[Erkennungsbeispiele]
_ _ _

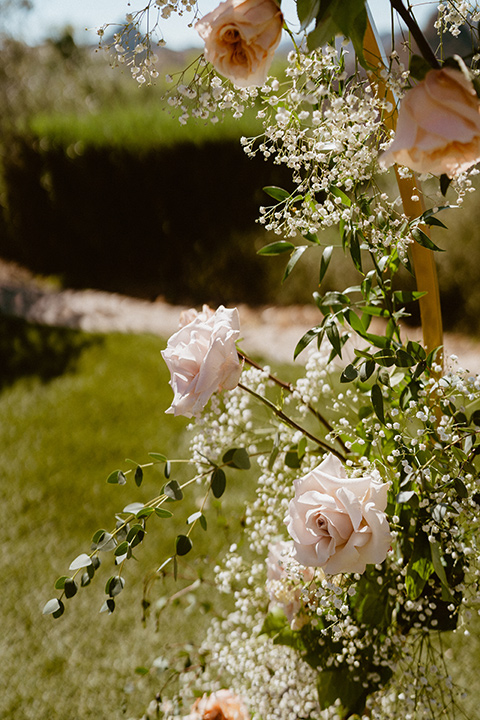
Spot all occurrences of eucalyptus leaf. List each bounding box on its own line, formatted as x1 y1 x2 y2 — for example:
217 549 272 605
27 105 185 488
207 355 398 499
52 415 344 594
42 598 63 615
263 185 290 202
63 578 78 599
68 553 92 570
163 480 183 500
257 240 295 255
175 535 193 555
211 468 227 498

_ _ _

## AUFGABENBESCHREIBUNG
Gib die Zeilen aller Einträge oben Wort für Wort noch einmal aus. Lass die Bilder dabei weg.

## DEINE ANTWORT
Spot all occurrences of eucalyptus leaf. List each bounding box on its own line, formatted as x1 y1 x2 y2 — for example:
217 549 272 605
27 105 185 488
207 355 398 499
52 415 344 594
42 598 63 615
263 185 290 202
63 578 78 599
68 553 92 570
163 480 183 500
257 240 295 255
175 535 193 555
211 468 227 498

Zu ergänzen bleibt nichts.